** Start **

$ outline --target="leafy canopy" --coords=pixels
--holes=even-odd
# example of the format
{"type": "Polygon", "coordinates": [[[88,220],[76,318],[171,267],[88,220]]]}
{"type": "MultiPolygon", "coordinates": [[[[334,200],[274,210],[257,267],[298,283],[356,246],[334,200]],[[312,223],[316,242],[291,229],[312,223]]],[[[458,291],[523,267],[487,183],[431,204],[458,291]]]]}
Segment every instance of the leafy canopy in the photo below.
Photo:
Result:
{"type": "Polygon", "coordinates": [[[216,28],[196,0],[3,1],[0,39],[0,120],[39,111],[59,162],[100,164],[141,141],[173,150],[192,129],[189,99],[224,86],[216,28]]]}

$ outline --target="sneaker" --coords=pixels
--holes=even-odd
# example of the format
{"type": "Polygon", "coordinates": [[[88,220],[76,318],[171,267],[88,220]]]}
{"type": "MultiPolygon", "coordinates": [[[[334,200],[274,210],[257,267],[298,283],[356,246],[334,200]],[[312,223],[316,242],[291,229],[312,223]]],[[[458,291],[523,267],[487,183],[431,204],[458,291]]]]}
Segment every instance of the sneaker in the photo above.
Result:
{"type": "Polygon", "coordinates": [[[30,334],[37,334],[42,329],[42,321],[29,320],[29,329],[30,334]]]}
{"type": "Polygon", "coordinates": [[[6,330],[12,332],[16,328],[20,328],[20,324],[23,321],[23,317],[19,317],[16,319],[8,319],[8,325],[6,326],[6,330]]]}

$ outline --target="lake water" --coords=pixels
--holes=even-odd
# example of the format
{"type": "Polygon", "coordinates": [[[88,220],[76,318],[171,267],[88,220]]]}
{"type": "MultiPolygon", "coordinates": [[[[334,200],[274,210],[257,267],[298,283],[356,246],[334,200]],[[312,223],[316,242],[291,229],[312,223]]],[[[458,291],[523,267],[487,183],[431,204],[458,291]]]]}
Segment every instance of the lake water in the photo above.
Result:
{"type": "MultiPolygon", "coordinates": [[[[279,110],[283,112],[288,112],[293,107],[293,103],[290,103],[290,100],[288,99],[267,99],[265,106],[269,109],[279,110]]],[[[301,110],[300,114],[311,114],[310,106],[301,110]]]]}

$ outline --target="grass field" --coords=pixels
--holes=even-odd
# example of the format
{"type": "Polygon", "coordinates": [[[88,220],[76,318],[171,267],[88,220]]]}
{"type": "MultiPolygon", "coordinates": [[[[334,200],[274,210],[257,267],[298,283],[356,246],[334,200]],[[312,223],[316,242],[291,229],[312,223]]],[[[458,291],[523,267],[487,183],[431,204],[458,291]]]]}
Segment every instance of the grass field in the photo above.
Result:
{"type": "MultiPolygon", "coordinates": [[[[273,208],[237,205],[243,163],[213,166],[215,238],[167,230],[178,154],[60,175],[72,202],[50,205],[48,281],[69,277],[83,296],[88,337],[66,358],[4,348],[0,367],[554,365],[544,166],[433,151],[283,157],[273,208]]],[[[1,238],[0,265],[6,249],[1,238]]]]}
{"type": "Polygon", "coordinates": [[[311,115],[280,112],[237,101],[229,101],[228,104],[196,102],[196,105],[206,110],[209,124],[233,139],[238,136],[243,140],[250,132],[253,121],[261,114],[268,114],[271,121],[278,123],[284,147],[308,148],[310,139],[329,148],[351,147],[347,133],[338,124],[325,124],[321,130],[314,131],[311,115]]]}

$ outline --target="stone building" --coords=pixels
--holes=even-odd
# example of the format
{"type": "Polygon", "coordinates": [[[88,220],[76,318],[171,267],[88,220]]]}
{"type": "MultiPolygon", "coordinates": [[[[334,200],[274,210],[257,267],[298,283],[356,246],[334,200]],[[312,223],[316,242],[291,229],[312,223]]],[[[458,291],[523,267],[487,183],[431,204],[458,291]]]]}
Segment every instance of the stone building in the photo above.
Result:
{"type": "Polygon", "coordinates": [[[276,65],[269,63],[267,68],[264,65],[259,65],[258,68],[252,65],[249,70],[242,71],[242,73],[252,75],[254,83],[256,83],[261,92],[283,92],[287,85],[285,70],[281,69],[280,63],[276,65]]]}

** End **

SET PROBLEM
Set down the material above again, word for word.

OUTPUT OF THE EXERCISE
$ outline --target="leafy canopy" --coords=pixels
--holes=even-odd
# example of the format
{"type": "Polygon", "coordinates": [[[88,220],[76,318],[171,267],[88,220]]]}
{"type": "MultiPolygon", "coordinates": [[[[334,200],[274,210],[257,267],[298,283],[356,246],[334,200]],[[312,223],[316,242],[291,229],[312,223]]],[[[458,291],[523,267],[487,183],[431,204],[458,291]]]]}
Segment every instance of the leafy canopy in the photo below.
Photo:
Result:
{"type": "Polygon", "coordinates": [[[216,28],[196,0],[3,1],[0,39],[0,120],[39,111],[59,162],[100,164],[141,141],[173,150],[192,129],[189,99],[224,86],[216,28]]]}

$ outline --target="sneaker" --coords=pixels
--holes=even-odd
# example of the format
{"type": "Polygon", "coordinates": [[[88,220],[76,318],[171,267],[88,220]]]}
{"type": "MultiPolygon", "coordinates": [[[[334,200],[274,210],[257,267],[298,283],[356,246],[334,200]],[[312,223],[316,242],[291,229],[312,223]]],[[[458,291],[523,267],[487,183],[431,204],[458,291]]]]}
Segment every instance of the sneaker in the photo above.
Result:
{"type": "Polygon", "coordinates": [[[30,334],[37,334],[42,329],[42,321],[29,320],[29,329],[30,334]]]}
{"type": "Polygon", "coordinates": [[[6,330],[12,332],[16,328],[20,328],[20,324],[23,321],[23,317],[19,317],[16,319],[8,319],[8,325],[6,326],[6,330]]]}

$ outline --target="lake water" --coords=pixels
--holes=even-odd
# example of the format
{"type": "Polygon", "coordinates": [[[88,220],[76,318],[171,267],[88,220]]]}
{"type": "MultiPolygon", "coordinates": [[[[334,200],[274,210],[257,267],[298,283],[356,246],[334,200]],[[312,223],[316,242],[291,229],[312,223]]],[[[458,291],[523,267],[487,183],[431,204],[458,291]]]]}
Segment every instance of the lake water in the photo above.
Result:
{"type": "MultiPolygon", "coordinates": [[[[279,110],[283,112],[288,112],[293,107],[293,103],[290,103],[290,100],[288,99],[267,99],[265,106],[269,109],[279,110]]],[[[301,110],[300,114],[311,114],[310,106],[301,110]]]]}

$ outline --target="grass field" --coords=pixels
--holes=even-odd
# example of the format
{"type": "Polygon", "coordinates": [[[88,220],[76,318],[171,267],[88,220]]]}
{"type": "MultiPolygon", "coordinates": [[[[334,200],[274,210],[257,267],[298,283],[356,246],[334,200]],[[312,223],[316,242],[291,229],[312,223]]],[[[458,291],[523,267],[487,183],[431,204],[458,291]]]]}
Segment every instance of the grass field in the photo above.
Result:
{"type": "MultiPolygon", "coordinates": [[[[273,208],[237,205],[243,163],[213,166],[215,238],[167,230],[178,154],[60,175],[72,202],[50,205],[48,281],[69,277],[83,296],[88,337],[66,358],[4,348],[0,367],[554,365],[544,166],[433,151],[283,157],[273,208]]],[[[1,238],[0,265],[6,249],[1,238]]]]}
{"type": "Polygon", "coordinates": [[[311,115],[280,112],[237,101],[229,101],[228,104],[196,102],[196,105],[206,110],[209,124],[233,139],[238,136],[243,140],[250,132],[253,121],[261,114],[268,114],[271,121],[278,123],[284,147],[308,148],[310,139],[329,148],[351,147],[347,133],[338,124],[325,124],[321,130],[314,131],[311,115]]]}

$ outline --target="stone building" --coords=pixels
--holes=even-odd
# example of the format
{"type": "Polygon", "coordinates": [[[88,220],[76,318],[171,267],[88,220]]]}
{"type": "MultiPolygon", "coordinates": [[[[334,200],[274,210],[257,267],[298,283],[356,246],[334,200]],[[312,223],[316,242],[291,229],[312,223]]],[[[458,291],[523,267],[487,183],[431,204],[458,291]]]]}
Segment every instance of the stone building in the photo above.
Result:
{"type": "Polygon", "coordinates": [[[276,65],[269,63],[267,68],[264,65],[259,65],[258,68],[252,65],[249,70],[242,71],[242,73],[252,75],[254,83],[256,83],[261,92],[283,92],[287,85],[285,70],[281,69],[280,63],[276,65]]]}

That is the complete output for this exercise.